(Beginning of Source information)

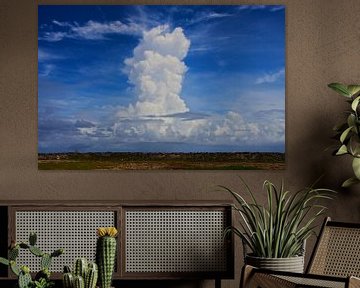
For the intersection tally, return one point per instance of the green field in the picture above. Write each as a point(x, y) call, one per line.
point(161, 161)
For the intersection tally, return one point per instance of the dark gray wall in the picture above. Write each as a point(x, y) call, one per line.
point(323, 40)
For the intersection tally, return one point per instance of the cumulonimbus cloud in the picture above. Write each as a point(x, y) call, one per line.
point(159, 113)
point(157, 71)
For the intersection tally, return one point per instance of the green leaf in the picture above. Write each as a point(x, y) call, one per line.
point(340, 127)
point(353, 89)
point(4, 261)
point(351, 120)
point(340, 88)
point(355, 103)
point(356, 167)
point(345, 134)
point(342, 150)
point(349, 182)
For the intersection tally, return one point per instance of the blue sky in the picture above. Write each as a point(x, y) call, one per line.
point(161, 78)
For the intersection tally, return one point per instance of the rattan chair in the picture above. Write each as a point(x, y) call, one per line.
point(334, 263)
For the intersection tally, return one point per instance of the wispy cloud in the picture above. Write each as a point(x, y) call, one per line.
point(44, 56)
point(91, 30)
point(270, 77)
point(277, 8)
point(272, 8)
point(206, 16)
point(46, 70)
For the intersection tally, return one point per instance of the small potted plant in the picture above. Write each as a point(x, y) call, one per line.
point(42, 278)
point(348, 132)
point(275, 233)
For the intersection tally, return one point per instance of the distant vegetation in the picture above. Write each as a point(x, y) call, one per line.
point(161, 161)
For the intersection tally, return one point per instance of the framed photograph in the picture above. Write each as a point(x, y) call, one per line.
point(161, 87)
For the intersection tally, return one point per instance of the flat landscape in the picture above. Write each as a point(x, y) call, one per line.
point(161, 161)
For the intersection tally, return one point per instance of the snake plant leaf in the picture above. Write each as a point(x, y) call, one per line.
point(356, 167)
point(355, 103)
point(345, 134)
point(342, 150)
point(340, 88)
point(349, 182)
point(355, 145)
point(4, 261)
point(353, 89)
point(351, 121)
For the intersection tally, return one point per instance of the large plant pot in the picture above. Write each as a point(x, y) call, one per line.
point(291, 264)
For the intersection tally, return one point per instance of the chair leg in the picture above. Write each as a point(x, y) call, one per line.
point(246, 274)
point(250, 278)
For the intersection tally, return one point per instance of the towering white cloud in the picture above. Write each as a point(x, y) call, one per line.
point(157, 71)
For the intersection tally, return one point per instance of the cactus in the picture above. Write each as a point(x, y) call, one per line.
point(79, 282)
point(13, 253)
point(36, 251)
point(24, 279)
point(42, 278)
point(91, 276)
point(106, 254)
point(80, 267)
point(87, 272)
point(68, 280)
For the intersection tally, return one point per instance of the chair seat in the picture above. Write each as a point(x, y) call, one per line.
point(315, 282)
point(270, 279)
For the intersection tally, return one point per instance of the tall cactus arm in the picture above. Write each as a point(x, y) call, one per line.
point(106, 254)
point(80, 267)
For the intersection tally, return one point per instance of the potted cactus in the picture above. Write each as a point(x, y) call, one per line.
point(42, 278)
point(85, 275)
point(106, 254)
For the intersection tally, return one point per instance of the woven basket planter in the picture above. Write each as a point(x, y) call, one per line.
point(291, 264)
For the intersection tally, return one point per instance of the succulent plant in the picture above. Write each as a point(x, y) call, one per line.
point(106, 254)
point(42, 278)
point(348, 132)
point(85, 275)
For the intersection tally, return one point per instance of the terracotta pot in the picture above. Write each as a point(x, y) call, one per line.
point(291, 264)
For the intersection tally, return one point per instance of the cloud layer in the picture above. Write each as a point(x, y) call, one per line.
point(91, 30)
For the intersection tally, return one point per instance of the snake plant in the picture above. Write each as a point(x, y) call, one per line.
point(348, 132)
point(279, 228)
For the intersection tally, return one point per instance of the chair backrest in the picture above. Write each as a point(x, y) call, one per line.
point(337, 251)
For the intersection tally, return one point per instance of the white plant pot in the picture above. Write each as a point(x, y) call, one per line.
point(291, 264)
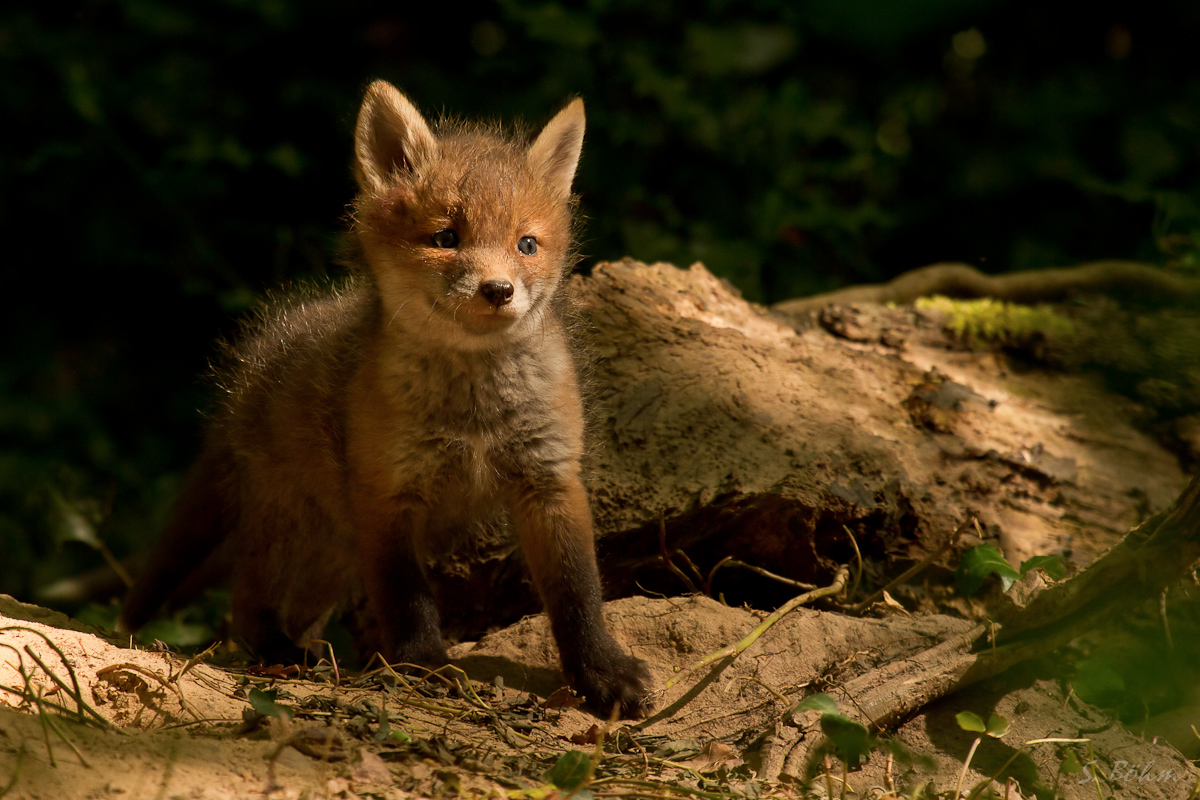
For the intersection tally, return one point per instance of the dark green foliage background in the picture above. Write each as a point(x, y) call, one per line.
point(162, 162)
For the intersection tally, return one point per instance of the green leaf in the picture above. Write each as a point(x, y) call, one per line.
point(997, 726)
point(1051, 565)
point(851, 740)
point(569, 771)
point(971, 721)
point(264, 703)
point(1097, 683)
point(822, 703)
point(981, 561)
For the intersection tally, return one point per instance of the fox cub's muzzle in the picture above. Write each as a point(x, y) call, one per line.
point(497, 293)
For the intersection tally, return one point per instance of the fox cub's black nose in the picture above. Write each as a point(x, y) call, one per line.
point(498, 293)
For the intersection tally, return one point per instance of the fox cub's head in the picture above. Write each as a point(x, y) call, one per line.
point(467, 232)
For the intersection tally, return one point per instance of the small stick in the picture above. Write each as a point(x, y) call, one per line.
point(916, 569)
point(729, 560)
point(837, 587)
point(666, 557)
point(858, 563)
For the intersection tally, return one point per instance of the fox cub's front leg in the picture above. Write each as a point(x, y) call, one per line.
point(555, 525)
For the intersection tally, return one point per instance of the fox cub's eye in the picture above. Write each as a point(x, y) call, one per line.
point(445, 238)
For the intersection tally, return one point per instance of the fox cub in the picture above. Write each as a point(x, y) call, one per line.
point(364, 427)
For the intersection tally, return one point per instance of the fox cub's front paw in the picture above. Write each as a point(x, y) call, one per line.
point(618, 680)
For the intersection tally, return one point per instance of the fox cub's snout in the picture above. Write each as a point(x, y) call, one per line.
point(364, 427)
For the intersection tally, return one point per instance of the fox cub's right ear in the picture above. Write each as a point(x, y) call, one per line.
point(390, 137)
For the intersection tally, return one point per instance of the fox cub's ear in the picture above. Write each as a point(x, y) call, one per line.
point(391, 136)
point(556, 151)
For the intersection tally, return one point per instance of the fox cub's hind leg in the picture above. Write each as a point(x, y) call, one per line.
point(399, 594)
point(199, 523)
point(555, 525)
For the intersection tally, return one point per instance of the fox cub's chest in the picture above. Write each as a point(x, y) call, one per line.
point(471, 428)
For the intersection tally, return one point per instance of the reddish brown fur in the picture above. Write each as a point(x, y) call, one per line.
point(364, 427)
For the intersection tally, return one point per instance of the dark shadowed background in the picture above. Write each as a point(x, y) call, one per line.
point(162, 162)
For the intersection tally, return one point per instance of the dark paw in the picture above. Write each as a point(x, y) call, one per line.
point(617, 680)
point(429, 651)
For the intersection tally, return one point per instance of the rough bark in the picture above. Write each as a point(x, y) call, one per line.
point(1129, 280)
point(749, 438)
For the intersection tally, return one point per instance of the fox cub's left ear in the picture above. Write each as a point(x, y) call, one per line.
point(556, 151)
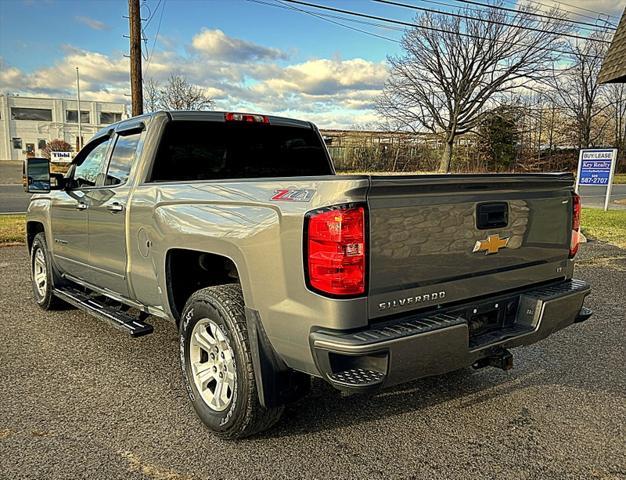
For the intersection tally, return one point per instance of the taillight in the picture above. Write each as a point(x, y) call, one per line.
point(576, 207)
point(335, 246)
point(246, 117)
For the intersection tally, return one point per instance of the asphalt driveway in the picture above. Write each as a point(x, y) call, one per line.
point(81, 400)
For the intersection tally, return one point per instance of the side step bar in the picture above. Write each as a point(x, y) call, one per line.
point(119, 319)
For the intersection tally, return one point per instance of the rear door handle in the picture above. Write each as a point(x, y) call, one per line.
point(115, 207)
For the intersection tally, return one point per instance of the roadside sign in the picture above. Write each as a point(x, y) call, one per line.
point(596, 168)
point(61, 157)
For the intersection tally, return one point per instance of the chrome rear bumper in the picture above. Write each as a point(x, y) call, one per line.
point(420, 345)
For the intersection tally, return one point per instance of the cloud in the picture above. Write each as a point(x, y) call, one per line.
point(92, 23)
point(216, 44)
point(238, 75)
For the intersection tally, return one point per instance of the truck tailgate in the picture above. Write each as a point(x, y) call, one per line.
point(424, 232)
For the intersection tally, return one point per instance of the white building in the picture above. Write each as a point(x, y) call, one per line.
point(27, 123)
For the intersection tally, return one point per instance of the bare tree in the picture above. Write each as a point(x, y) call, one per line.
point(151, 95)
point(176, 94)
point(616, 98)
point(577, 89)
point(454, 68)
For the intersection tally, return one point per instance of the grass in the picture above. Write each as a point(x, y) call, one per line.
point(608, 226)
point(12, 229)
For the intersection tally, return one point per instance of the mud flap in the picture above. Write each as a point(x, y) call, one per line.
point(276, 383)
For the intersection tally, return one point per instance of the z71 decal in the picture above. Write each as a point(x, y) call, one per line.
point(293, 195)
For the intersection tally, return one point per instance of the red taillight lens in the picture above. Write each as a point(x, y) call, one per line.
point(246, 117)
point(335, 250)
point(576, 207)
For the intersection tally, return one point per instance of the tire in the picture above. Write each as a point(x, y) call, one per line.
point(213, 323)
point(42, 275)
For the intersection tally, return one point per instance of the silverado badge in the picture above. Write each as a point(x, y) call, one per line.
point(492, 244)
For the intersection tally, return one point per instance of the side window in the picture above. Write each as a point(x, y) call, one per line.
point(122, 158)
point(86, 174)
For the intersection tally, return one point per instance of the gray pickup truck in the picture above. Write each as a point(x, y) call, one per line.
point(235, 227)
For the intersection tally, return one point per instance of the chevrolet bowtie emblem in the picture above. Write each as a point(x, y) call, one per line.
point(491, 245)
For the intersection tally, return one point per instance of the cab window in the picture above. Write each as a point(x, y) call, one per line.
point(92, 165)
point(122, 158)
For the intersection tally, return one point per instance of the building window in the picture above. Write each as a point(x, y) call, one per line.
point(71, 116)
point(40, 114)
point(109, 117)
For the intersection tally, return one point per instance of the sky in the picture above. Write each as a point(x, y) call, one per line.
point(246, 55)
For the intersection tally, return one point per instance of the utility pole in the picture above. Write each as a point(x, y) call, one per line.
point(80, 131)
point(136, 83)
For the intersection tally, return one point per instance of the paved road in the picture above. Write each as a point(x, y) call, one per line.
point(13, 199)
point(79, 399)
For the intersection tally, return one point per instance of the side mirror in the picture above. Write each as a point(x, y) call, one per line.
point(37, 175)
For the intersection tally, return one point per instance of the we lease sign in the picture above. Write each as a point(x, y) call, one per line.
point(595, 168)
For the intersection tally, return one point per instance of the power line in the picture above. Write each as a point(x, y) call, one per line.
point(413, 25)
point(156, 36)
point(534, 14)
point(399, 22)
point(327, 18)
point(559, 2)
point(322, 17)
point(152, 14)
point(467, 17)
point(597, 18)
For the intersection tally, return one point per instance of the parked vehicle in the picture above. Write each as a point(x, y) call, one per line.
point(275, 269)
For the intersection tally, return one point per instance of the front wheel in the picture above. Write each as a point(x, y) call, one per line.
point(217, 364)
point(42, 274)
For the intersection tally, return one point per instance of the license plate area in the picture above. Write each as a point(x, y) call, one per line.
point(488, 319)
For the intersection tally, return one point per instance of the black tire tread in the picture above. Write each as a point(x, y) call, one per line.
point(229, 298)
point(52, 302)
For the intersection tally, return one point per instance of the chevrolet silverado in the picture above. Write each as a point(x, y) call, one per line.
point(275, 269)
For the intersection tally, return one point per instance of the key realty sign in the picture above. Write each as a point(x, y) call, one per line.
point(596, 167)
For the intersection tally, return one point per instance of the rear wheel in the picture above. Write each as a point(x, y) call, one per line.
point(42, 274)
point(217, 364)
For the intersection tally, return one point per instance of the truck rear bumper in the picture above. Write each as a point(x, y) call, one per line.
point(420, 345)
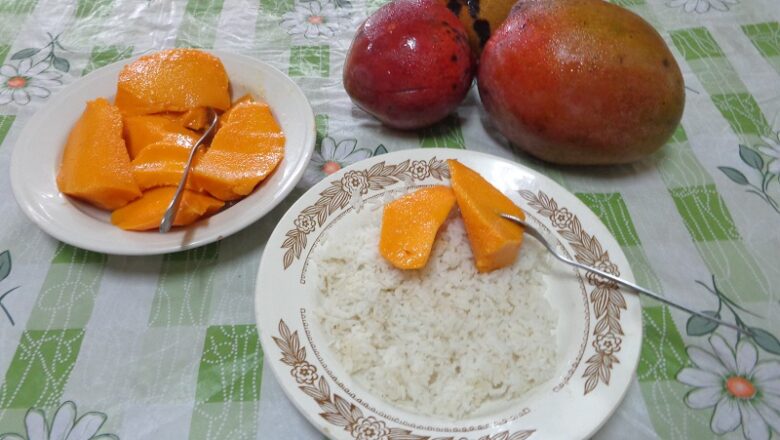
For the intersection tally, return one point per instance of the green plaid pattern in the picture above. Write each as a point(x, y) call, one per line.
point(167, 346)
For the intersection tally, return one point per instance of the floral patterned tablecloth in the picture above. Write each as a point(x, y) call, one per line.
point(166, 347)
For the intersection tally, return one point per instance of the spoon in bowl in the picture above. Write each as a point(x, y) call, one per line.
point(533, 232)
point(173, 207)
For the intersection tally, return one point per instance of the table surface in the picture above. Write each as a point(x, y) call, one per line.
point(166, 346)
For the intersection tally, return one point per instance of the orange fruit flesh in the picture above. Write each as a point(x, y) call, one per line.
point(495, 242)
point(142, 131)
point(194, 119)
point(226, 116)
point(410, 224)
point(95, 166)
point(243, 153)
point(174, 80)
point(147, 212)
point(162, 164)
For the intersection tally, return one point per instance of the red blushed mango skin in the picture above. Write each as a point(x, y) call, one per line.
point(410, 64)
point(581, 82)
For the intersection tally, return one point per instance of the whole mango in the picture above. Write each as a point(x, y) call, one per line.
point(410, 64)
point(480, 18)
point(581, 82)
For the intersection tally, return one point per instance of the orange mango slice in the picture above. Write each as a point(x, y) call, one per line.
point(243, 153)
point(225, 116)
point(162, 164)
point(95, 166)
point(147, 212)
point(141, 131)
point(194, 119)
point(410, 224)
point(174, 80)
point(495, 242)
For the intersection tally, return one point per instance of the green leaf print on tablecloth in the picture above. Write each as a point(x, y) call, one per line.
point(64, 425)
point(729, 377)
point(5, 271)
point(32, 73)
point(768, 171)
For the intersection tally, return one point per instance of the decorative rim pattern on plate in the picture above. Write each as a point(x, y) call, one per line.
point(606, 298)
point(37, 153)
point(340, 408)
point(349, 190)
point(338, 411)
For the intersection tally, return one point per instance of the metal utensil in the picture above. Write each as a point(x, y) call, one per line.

(End of Source information)

▶ **The task**: Give back exactly the lines running from the line containing "the red blushed" through the end of the material above, both included, and nothing beyond them.

▶ **Written response**:
For the intersection tally, return one point per instance of the red blushed mango skin in the picture above. Write each as a point(x, y) call, one per line.
point(410, 64)
point(581, 82)
For the intersection tally, return one point per instance of the whole mango in the picture above. Write each as a point(x, y) call, one per line.
point(410, 64)
point(480, 18)
point(581, 82)
For the intersection tally, return one point per instance of the orange mango slice in the picture above. Write each as a point(x, y) call, one per line.
point(243, 153)
point(225, 116)
point(162, 164)
point(95, 166)
point(147, 212)
point(141, 131)
point(194, 119)
point(410, 224)
point(174, 80)
point(495, 242)
For the intersection tally, return one point per instance of the green leaf print on tablecloth in the picture above. Write each as a point(x, y) call, one per line.
point(64, 425)
point(729, 377)
point(5, 271)
point(32, 73)
point(768, 171)
For the intersection tally, return one point per instance of the decorative rim pattern on plate in the picture above. Write each as a point(x, y) call, one per line.
point(606, 298)
point(37, 153)
point(340, 408)
point(349, 190)
point(338, 411)
For the intersection tally, return one point per instance of the metal utensil in the picture above. Write each as a point(x, y) call, one per line.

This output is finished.